> **Directions**:
[a] According to the column on rats in St. John's, for how long must rodents eat the hardware-store pellets for the poison to work?
[b] Continue the column on rats in St. John's from its final sentence, keeping its wry, opinionated tone.

> **Passage to read**:
* * *
NASA landed on Mars again this week. Well, the computer geeks and math nerds didn’t, but their spacecraft did.
On a clear night, look up and try to find Mars. You wouldn’t have a clue where it is, unless it’s shining red, as it occasionally does.
You have to marvel at the intelligence and knowledge it takes to send a machine to rendezvous with Mars and land on it. It boggles the average mind.
At the other end of the spectrum is bureaucratic stupidity. There’s plenty of it on Earth. You can find it without being an expert of any kind.
For instance, ponder the rat infestation in St. John’s. There are rats downtown, mice at the mall, rats running across the road as you drive — the latter being a sighting somewhat less welcome than, say, a hare or a fox.
Intelligent bureaucrats — were they not an oxymoron — would give people tools to fight back. In a word: poison.
Here’s where the stupidity comes in: the only kind of poison you are allowed to buy is ineffectual. It won’t work. It is useless. (So are traps.)
The “poison” pellets sold in hardware stores will cost you about 20 bucks for a decent dose, but reading the directions is the first hint your money and efforts are wasted, and the rodents will prevail, rats and mice both. The label says the little bastards have to eat the pellets — and only the pellets — for eight straight days for the poison to be effective.
They would have to be mighty tasty for Mickey and Minnie to feast exclusively on them for more than a week, eschewing — so to speak — all other treats from garbage bins, compost piles, fallen apples and plums, etc.
Imagine the runts sitting down to dinner and Mickey complaining, “What? Hardware store poison again?”
Such attempts are doomed to failure. And yes, I speak from experience. The only way to rid your house, shed, basement, crawl space, garage, barn, chicken coop, movie theatre, etc. of rats and/or mice is to use bar poison for warfarin-resistant Norway rats.
* * *
> **Entries supplied**:
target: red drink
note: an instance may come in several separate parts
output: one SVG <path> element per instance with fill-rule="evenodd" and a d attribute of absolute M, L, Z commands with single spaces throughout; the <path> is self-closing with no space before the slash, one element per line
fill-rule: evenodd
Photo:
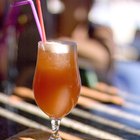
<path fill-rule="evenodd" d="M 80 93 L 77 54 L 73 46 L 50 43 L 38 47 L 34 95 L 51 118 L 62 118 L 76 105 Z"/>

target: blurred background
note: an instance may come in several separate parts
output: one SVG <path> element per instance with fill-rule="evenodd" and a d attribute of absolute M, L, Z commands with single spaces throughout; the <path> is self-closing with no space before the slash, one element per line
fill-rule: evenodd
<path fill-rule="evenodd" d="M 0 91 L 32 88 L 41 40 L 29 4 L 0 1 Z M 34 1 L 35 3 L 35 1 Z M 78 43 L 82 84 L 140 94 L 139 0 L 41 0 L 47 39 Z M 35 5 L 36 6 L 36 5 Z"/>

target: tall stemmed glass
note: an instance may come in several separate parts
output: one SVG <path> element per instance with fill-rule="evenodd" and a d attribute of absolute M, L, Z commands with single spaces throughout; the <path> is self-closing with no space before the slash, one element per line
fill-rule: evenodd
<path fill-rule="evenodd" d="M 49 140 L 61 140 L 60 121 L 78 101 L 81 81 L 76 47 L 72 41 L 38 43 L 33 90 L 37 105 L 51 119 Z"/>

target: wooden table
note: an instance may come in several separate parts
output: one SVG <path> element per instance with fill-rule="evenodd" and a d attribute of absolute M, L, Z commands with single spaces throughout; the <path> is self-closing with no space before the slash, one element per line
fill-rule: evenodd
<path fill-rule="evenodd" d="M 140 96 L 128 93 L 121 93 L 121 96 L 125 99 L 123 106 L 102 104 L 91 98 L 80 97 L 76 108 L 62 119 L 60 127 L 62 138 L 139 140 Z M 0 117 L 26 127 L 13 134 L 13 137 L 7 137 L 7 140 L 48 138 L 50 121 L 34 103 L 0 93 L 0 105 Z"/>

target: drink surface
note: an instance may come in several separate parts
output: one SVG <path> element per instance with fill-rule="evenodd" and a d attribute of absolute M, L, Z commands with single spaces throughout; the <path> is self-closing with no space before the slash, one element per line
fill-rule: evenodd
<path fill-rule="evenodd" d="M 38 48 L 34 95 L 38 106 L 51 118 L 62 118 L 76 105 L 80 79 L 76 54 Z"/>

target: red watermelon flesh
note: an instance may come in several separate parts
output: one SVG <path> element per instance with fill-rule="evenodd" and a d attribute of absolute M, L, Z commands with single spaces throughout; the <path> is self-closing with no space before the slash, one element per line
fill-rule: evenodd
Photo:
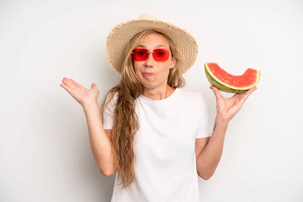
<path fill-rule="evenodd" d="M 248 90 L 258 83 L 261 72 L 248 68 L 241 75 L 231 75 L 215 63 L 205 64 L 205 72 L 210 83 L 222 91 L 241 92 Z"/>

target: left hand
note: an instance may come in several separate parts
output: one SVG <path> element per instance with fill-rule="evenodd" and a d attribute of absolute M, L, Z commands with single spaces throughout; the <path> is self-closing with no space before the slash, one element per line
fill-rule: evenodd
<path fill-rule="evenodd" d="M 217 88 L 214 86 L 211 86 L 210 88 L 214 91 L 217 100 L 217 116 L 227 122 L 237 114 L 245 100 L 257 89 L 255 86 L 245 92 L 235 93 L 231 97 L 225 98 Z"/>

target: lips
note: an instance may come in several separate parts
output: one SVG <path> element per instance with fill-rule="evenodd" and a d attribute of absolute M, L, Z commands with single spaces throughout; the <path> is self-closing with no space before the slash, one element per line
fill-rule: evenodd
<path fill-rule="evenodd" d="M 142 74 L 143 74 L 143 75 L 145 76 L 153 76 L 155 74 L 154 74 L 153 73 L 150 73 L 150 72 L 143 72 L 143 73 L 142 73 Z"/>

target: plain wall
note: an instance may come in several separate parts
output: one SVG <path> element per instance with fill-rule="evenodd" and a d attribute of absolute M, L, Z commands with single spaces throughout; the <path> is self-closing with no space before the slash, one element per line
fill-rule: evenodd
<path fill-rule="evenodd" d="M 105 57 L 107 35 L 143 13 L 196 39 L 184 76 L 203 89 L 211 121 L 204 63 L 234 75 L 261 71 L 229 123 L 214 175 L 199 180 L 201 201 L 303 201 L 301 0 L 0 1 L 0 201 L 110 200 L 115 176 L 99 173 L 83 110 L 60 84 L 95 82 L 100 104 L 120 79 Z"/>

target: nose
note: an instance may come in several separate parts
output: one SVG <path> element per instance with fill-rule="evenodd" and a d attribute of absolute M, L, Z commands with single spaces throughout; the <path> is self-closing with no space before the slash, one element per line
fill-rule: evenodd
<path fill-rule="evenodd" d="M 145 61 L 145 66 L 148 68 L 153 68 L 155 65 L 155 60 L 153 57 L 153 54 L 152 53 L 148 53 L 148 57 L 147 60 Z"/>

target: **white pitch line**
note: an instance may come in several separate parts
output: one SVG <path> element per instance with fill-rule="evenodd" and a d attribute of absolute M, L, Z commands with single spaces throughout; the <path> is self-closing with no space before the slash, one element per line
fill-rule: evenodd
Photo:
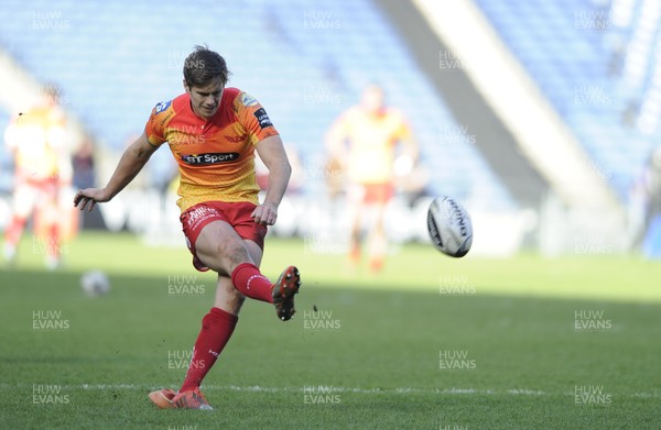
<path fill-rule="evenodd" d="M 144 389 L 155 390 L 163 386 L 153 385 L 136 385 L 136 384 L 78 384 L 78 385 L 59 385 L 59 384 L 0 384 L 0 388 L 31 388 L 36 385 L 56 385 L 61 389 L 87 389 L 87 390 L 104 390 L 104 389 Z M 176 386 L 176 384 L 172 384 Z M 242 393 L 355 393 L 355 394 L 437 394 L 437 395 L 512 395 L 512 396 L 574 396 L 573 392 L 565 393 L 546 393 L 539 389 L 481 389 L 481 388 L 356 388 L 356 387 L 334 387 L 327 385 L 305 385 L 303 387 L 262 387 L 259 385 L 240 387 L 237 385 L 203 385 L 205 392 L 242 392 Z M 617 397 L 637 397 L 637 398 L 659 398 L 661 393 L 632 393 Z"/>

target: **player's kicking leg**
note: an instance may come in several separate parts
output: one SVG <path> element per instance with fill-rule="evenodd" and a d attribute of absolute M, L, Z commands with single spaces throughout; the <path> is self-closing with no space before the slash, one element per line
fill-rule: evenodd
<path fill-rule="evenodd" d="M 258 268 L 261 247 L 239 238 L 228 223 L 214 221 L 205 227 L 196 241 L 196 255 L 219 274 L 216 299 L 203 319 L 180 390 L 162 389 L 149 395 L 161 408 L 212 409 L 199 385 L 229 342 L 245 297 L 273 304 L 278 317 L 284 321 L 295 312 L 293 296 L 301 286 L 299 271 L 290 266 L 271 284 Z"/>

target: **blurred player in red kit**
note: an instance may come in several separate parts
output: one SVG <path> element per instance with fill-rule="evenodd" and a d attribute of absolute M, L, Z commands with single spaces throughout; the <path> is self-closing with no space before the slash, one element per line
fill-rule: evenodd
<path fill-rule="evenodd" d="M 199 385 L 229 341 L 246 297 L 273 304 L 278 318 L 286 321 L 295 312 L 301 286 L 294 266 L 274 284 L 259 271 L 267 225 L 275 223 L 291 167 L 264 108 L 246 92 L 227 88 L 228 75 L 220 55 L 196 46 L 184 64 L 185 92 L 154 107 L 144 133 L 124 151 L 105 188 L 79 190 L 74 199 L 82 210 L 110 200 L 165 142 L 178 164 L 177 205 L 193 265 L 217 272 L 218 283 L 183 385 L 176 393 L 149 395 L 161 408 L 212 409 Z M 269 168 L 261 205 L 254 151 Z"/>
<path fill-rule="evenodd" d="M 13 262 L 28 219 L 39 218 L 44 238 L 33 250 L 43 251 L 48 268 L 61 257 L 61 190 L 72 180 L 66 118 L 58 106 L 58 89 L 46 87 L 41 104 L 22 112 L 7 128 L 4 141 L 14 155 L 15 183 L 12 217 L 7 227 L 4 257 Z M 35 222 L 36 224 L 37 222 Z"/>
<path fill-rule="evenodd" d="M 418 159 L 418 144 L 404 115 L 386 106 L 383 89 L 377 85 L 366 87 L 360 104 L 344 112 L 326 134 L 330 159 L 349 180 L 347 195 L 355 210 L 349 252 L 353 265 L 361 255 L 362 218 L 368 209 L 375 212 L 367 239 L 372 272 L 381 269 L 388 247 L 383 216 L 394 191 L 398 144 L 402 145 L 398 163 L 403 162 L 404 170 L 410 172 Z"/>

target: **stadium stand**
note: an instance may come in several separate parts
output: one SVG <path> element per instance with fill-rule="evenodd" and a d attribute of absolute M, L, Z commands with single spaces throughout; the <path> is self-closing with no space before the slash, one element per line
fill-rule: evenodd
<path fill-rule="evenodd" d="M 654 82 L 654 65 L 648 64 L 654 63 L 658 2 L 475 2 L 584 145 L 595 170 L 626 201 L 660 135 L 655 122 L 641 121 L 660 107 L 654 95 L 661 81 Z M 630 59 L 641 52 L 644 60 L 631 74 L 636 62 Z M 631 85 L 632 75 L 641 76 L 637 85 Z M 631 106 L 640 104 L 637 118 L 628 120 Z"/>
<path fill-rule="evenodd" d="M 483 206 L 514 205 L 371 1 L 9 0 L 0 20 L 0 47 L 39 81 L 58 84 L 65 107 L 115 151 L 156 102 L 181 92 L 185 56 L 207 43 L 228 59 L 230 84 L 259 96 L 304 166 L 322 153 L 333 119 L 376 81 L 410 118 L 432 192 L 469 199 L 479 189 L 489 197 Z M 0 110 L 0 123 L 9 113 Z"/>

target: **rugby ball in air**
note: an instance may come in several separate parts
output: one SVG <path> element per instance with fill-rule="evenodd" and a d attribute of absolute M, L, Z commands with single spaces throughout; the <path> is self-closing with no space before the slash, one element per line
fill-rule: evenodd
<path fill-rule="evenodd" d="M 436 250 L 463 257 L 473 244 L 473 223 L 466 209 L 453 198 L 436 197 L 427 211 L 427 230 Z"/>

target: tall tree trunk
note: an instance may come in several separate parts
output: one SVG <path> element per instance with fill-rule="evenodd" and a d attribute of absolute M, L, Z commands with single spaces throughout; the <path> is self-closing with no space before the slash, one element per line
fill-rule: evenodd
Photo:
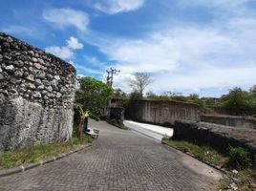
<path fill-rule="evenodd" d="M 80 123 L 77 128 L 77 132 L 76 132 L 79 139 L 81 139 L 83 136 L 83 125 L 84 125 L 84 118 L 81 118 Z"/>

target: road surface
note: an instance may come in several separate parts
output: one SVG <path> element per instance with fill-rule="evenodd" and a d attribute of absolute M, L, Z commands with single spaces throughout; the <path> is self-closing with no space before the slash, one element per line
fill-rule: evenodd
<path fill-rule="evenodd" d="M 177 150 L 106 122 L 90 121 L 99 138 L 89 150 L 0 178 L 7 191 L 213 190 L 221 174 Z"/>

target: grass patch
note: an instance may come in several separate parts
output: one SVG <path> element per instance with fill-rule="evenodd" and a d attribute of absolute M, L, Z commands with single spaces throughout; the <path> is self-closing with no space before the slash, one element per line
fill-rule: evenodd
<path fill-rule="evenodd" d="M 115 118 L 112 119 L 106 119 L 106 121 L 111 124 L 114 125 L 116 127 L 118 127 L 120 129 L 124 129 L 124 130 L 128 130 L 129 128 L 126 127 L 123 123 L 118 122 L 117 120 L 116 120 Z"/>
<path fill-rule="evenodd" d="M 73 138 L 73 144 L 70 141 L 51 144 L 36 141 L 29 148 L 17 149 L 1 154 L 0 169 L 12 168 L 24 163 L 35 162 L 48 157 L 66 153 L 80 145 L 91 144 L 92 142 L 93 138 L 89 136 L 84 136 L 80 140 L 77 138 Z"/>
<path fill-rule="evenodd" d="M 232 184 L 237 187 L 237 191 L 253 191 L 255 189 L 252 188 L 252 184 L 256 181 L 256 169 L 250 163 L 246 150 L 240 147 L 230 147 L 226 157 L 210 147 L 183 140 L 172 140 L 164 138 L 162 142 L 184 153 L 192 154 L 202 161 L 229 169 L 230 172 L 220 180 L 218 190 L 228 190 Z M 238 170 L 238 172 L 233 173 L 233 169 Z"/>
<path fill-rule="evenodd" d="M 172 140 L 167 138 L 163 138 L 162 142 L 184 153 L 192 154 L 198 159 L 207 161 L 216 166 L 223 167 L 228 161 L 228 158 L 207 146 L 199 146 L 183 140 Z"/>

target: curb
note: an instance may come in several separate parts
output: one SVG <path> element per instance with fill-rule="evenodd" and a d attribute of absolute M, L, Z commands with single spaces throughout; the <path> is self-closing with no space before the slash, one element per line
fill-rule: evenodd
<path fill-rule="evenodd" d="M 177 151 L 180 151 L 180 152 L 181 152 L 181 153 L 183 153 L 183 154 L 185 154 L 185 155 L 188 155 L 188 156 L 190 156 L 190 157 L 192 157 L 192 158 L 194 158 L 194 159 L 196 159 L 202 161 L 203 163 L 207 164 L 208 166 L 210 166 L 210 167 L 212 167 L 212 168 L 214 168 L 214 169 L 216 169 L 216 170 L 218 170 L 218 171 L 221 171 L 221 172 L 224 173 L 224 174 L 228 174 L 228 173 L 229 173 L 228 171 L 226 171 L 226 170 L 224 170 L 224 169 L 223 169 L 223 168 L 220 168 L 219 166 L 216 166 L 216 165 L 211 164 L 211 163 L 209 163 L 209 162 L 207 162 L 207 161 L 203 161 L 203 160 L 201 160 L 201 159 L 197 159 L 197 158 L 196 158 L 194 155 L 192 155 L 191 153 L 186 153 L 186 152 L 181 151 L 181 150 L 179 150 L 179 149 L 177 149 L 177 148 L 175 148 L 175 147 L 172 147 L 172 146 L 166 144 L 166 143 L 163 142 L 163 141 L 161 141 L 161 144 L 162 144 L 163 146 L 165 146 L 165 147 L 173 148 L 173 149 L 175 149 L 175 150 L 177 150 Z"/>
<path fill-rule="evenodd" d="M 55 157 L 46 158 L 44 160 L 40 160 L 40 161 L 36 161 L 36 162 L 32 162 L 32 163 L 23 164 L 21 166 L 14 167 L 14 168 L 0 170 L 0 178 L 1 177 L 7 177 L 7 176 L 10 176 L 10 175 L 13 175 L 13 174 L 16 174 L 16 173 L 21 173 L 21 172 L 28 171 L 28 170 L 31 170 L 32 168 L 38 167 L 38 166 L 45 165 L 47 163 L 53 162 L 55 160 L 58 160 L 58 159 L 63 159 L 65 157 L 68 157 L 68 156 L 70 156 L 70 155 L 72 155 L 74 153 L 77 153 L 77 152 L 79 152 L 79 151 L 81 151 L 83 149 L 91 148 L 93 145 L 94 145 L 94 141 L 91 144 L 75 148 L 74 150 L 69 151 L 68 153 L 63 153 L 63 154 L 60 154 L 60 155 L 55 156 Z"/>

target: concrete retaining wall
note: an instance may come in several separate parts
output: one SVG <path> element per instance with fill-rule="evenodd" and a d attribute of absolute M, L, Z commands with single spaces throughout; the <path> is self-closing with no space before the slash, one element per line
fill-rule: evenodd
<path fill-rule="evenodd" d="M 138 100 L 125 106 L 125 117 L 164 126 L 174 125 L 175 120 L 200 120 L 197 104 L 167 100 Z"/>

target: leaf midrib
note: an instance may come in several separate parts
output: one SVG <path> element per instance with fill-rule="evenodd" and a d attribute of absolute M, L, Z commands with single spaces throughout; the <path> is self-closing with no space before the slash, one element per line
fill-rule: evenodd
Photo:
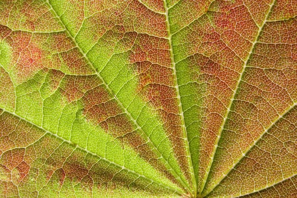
* * *
> **Responses**:
[a] They must eat the pellets, and only the pellets, for eight straight days.

[b]
The only way to rid your house, shed, basement, crawl space, garage, barn, chicken coop, movie theatre, etc. of rats and/or mice is to use bar poison for warfarin-resistant Norway rats.
Which brings us to the beauty of bureaucracy: it is now illegal.
Let me clarify. Until a few years ago, you could walk into various stores and purchase bar poison for warfarin-resistant Norway rats. A mere nibble of the stuff kills mice. Rats take a few days longer, but they will be dead and dispatched to the great rodent hole in the sky.
A store clerk informed me of the rule change. According to government regulations, you must have a licence to purchase bar poison for warfarin-resistant Norway rats.
According to the Department of Environment’s website, this involves passing a test and paying $250 for a licence.
What is the rat rationale for this regulation? It is a mystery. Perhaps it’s simply a money grab. Maybe pest-control contractors put pressure on the government to implement such a restriction because they were losing business to kill-it-yourselfers. Maybe cat lovers complained that their beloved kitties were losing one or more of their nine lives by ingesting poison intended for rats.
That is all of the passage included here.